- [TEKST STRONY]
Robert Pattinson – jeśli uznamy Zmierzch za wypadek przy pracy a właściwie boczną ścieżkę kariery Pattinsona to dostajemy młodego aktora, który wcale nie wybiera ról pod kątem spodziewanej popularności. Poza koszmarkiem Twój na Zawsze, Pattinson podejmuje w swojej karierze całkiem ciekawe decyzje. Jego rola, pnącego się po szczeblach kariery dziennikarza w Bel Ami została skrytykowania nieco za bardzo (film jest całkiem niezły), zaś nie jest jego winą że Woda dla Słoni mimo doskonałego punktu wyjścia i niezłej obsady okazała się zupełnie pozbawiona ducha. Natomiast nie można złego słowa powiedzieć o jego występie w intrygującym Cosmopolis, czy w zupełnie niszowym The Rover, zresztą musi być z niego aktor z potencjałem skoro Cronenberg umieścił go też w swojej Mapie Gwiazd. Zwierz przyzna szczerze, że ma do Pattinsona olbrzymią słabość – głównie ze względu na to jak wypowiadał się publicznie na temat Zmierzchu i jak cudownie nie dał się wciągnąć w pewną maszynę która każe ci zawsze powtarzać te same radosne teksty o najlepszym filmie na świecie. Do tego to jest jednak aktor, który coś chce ze sobą zrobić i jak na razie – robi wszystko by zbudować swoją karierę z dala od Zmierzchu. Zwierz mu kibicuje bo to mądre posunięcie a jego decyzje świadczą o poszukiwaniu raczej ciekawego materiału niż sporego czeku. No i ponownie – patrzeć na niego to nie jest jakaś straszna męczarnia.
John Boyega – aktor znany przede wszystkim z doskonałego filmu Atak na Dzielnicę – jednego z tych brytyjskich filmów, które na pewno przegapiliście ale koniecznie powinniście nadrobić. Pojawił się także w 24 serii brytyjskiej. Ale chwila jego chwały nadchodzi – to on jest szturmowcem którego widzimy w pierwszych sekundach (a właściwie setnych sekundy) trailera nowych Gwiezdnych Wojen, jak wiadomo, z tej serii filmów nie łatwo jest się wybić i zazwyczaj udaje się to jednemu aktorowi. Zwierz ma nadzieje, że to będzie Boyega bo aktor zdaje się mieć naprawdę spory potencjał a jego interakcje w mediach społecznościowych wskazują, że do tego ma jeszcze sporo oleju w głowie. Kto wie, może za kilka lat będziemy krzyczeć „Boyega na Bonda” (w garniturze mu bardzo ładnie).

- [DOSTARCZONE REKORDY]
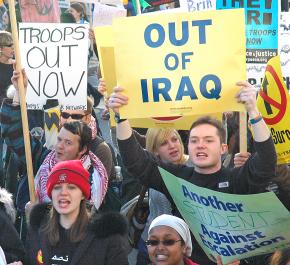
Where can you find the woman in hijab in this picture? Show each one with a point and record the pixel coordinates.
(169, 242)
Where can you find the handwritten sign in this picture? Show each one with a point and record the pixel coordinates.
(55, 59)
(232, 226)
(179, 64)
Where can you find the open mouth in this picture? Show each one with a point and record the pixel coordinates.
(161, 257)
(201, 154)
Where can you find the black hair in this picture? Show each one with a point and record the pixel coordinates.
(82, 130)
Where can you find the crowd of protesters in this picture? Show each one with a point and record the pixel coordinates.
(82, 181)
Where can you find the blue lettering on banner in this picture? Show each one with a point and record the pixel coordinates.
(223, 242)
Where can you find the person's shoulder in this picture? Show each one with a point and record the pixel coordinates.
(108, 224)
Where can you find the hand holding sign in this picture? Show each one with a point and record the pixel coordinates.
(219, 262)
(15, 80)
(247, 96)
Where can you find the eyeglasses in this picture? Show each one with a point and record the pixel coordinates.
(166, 242)
(66, 115)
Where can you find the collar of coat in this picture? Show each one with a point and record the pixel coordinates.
(101, 224)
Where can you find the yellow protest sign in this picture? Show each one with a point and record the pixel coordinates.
(104, 40)
(177, 122)
(273, 102)
(180, 63)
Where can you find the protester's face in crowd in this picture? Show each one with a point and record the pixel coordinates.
(205, 148)
(170, 149)
(67, 146)
(5, 18)
(66, 199)
(76, 14)
(74, 115)
(166, 255)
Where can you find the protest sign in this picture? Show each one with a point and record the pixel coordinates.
(274, 104)
(55, 59)
(147, 6)
(261, 31)
(39, 11)
(197, 5)
(178, 64)
(178, 122)
(104, 14)
(105, 46)
(232, 226)
(284, 46)
(104, 39)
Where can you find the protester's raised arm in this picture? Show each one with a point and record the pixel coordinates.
(247, 96)
(115, 102)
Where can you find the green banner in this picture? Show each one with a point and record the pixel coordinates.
(232, 226)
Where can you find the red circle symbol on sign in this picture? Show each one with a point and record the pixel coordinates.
(280, 106)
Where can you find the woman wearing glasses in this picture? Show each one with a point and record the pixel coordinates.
(169, 242)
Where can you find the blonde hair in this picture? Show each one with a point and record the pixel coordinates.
(5, 38)
(156, 136)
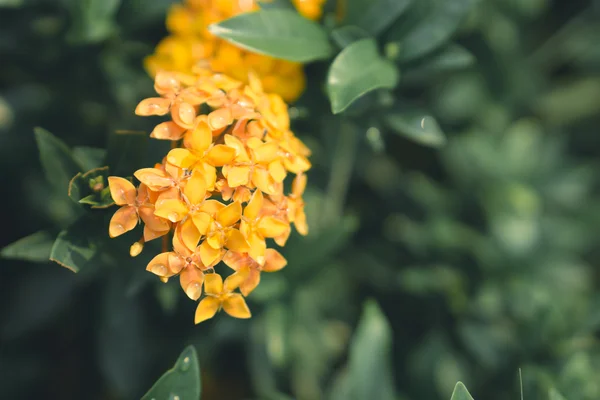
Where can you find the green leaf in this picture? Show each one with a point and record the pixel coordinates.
(357, 70)
(91, 188)
(89, 157)
(434, 29)
(57, 160)
(93, 20)
(183, 380)
(276, 32)
(555, 395)
(460, 392)
(347, 35)
(74, 247)
(421, 128)
(35, 247)
(375, 16)
(369, 370)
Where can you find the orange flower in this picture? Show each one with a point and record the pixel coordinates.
(220, 295)
(273, 261)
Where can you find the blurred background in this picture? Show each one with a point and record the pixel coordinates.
(462, 256)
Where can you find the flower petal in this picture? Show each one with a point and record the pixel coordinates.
(208, 255)
(213, 284)
(207, 309)
(153, 106)
(191, 279)
(195, 188)
(236, 241)
(153, 178)
(172, 209)
(236, 306)
(274, 261)
(220, 155)
(124, 220)
(254, 205)
(271, 227)
(159, 265)
(230, 214)
(167, 131)
(121, 190)
(199, 138)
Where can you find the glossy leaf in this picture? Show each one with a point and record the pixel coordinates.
(89, 157)
(421, 128)
(460, 392)
(434, 29)
(57, 160)
(357, 70)
(347, 35)
(183, 380)
(35, 247)
(375, 16)
(91, 188)
(369, 372)
(93, 20)
(277, 32)
(74, 247)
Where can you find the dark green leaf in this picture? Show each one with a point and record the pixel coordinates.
(89, 157)
(93, 20)
(421, 128)
(276, 32)
(183, 380)
(438, 25)
(369, 367)
(348, 34)
(555, 395)
(57, 160)
(125, 152)
(91, 188)
(75, 247)
(35, 247)
(375, 16)
(357, 70)
(460, 392)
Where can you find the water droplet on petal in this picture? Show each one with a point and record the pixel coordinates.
(159, 269)
(194, 290)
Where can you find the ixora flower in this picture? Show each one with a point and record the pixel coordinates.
(190, 45)
(218, 194)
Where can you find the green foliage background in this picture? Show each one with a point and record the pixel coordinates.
(454, 218)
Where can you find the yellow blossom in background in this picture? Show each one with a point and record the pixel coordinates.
(191, 45)
(218, 194)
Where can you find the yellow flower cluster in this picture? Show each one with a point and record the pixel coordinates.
(219, 192)
(190, 45)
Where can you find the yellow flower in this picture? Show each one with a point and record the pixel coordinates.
(220, 295)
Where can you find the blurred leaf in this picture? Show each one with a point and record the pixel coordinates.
(374, 16)
(276, 32)
(369, 374)
(125, 152)
(89, 157)
(357, 70)
(57, 160)
(555, 395)
(74, 247)
(92, 20)
(437, 26)
(421, 128)
(182, 381)
(461, 392)
(91, 188)
(35, 247)
(347, 35)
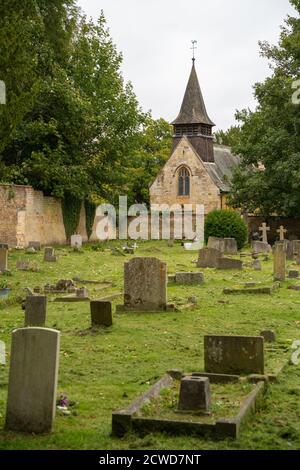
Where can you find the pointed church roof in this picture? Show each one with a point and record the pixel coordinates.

- [ZADANIA DO WYKONANIA]
1) Wypisz z tekstu o aktorach dokładny fragment od słów „John Boyega –” do słów „mu bardzo ładnie).”.
2) Odpowiedz na podstawie tekstu o aktorach:
(a) Kogo gra Robert Pattinson w filmie Bel Ami?
(b) Który reżyser obsadził Pattinsona w Mapie Gwiazd?
(c) Z jakiego filmu jest znany przede wszystkim John Boyega?

- [ODPOWIEDZI]
1)
John Boyega – aktor znany przede wszystkim z doskonałego filmu Atak na Dzielnicę – jednego z tych brytyjskich filmów, które na pewno przegapiliście ale koniecznie powinniście nadrobić. Pojawił się także w 24 serii brytyjskiej. Ale chwila jego chwały nadchodzi – to on jest szturmowcem którego widzimy w pierwszych sekundach (a właściwie setnych sekundy) trailera nowych Gwiezdnych Wojen, jak wiadomo, z tej serii filmów nie łatwo jest się wybić i zazwyczaj udaje się to jednemu aktorowi. Zwierz ma nadzieje, że to będzie Boyega bo aktor zdaje się mieć naprawdę spory potencjał a jego interakcje w mediach społecznościowych wskazują, że do tego ma jeszcze sporo oleju w głowie. Kto wie, może za kilka lat będziemy krzyczeć „Boyega na Bonda” (w garniturze mu bardzo ładnie).

2)
(a) Dziennikarza pnącego się po szczeblach kariery.
(b) Cronenberg.
(c) Z filmu Atak na Dzielnicę.